GOAL: Pick up the forum thread about using a regex to strip bracketed text from filenames, and continue it past its last line.

-2

I'm trying to find a way to detect and remove characters within a range of characters inside a string. Tried looping around and not much of a success and now experimenting for Regex.

So I'm supposed to input a filename e.g. [1080p]Godzilla.subs.mp4 or JohnnyEnglish_720[EnglishSubs].mp4 or [x264]psa_recording[1270x720].mp4

I'm supposed to remove all characters within the [] and output Godzilla.subs.mp4 or JohnnyEnglish_720.mp4 or psa_recording.mp4`

import re
loop = True
list = []
while loop:
    file_name = input("Filename?")
    if file_name == '':
        print(", ".join(list))
        loop = False
    else:
        file_name = re.sub(r'[\[\[].*[\]\]]', '', file_name)
        list.append(file_name)

It doesn't seems to be working for inputs that consists of more than 1 "[]"

wjandrea
  • 28,235
  • 9
  • 60
  • 81
  • Welcome to SO! Check out the [tour]. What's your question? It seems like the problem is straightforward: just replace the parentheses `()` in the regex with brackets `[]` (which I just tried and it worked perfectly). So what do you need help with? Please [edit] to clarify. See [ask] if you want more tips. – wjandrea Apr 12 '21 at 13:53
  • 1
    Hi @wjandrea, thank you for your input, however it seems that just changing the () to [] only works once, i just found out that it doesn't apply to file names that consists of more than 1 "[]" e.g. [x264]psa_recording[1270x720].mp4 I've gotten the result .mp4 instead. Here's what i changed. file_name = re.sub(r'[\[\[].*[\]\]]', '', file_name) – Jonathan Chee Apr 12 '21 at 13:56

4 Answers4

4

You could use a regular expression. The pattern could be:

\[.*?\]

  • \[ for an opening square bracket.

[Named object pointing entries]
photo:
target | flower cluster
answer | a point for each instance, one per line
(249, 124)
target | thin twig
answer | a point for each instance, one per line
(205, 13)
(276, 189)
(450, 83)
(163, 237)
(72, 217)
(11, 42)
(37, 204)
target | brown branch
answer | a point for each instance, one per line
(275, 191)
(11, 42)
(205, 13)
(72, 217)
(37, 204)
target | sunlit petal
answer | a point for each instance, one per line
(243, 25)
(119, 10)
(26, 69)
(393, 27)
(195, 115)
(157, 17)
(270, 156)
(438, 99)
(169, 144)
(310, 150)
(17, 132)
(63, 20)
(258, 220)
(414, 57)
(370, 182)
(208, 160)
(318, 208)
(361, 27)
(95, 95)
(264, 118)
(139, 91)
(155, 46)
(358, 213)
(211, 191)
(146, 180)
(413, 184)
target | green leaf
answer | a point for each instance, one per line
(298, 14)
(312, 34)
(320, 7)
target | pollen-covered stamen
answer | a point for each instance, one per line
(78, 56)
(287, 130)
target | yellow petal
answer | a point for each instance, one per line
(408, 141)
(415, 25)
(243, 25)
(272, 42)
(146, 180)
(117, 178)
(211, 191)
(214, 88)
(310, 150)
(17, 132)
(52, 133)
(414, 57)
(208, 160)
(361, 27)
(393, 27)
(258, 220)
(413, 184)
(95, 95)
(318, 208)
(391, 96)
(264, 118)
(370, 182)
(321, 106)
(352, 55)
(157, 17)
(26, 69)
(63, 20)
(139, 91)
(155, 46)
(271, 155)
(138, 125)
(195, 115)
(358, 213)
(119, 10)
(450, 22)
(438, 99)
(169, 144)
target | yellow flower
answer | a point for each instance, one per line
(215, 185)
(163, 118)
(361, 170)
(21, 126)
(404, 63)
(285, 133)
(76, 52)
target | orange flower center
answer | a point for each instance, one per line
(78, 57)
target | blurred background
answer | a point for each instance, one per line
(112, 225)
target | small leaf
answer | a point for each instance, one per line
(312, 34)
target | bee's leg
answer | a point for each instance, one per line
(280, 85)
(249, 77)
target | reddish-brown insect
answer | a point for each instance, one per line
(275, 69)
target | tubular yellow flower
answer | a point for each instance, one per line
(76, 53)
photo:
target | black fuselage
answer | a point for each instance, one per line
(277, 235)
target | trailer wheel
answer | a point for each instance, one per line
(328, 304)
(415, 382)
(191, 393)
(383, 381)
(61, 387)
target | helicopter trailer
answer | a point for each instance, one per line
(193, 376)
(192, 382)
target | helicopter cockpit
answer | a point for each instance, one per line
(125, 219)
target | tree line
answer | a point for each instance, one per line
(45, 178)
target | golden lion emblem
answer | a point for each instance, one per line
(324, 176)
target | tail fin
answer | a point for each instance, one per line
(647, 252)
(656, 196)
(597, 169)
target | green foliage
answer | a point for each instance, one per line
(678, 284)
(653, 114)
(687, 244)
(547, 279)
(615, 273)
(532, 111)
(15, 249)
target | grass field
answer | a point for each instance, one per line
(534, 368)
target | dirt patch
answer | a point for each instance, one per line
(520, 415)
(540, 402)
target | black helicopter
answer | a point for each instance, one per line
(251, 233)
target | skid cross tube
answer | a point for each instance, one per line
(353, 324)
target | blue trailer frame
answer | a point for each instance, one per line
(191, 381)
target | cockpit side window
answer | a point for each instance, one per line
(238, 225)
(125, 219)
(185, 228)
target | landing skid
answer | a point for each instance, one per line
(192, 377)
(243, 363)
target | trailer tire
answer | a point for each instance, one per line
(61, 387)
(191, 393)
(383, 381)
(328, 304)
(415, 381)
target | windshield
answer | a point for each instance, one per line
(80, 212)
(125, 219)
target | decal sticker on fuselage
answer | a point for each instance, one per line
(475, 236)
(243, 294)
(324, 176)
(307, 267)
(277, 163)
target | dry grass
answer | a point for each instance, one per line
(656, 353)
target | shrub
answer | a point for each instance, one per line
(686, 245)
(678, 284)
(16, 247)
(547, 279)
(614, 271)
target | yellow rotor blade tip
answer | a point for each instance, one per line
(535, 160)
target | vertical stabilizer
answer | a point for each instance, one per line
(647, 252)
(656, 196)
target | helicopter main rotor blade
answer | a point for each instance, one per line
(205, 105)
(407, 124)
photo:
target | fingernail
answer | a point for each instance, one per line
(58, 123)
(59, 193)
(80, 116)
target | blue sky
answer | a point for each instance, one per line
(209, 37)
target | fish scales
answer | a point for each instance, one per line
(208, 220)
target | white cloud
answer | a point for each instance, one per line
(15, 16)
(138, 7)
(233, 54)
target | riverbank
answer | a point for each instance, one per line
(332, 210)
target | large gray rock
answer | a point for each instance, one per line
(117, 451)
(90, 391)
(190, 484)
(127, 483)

ANSWER TO THIS EXERCISE:
  • . to match any character...
  • * ... zero or more times.
  • ? to make the pattern not greedy. This will prevent substrings that include multiple pairs of square brackets like [1080p]Godzilla[hello] from being treated as one match.
  • \] for a closing square bracket.

We can use re.sub to replace all matches with an empty string, effectively removing them:

import re

file_names = [
    "[1080p]Godzilla.subs.mp4",
    "JohnnyEnglish_720[EnglishSubs].mp4"
]

pattern = r"\[.*?\]"

for file_name in file_names:
    new_file_name = re.sub(pattern, "", file_name)
    print(new_file_name)

Output:

Godzilla.subs.mp4
JohnnyEnglish_720.mp4
Paul M.
  • 10,481
  • 2
  • 9
  • 15
0

I think you're overcomplicating your regex. I think in this case a simple one like the following should work.

>>> fn = "hello[asdf].txt"
>>> re.sub(r'\[.*?\]', '', fn)
'hello.txt'

EDIT: This also works for more than one [square-bracketed-thing]

>>> fn = "[x264]psa_recording[1270x720].mp4"
>>> re.sub(r'\[.*?\]', '', fn)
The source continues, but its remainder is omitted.